Please lay out the items below as a JSON list of strings, with one string for each line and any blank lines dropped.
──────── DATASET ROWS
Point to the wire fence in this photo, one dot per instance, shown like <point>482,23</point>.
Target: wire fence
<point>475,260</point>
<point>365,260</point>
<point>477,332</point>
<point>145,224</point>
────────────────
* SOLUTION TO THIS PROBLEM
[
  "Point to the wire fence in this photo, one dot per instance, shown like <point>482,23</point>.",
  "Target: wire fence",
  "<point>475,260</point>",
  "<point>365,260</point>",
  "<point>477,332</point>",
  "<point>145,224</point>"
]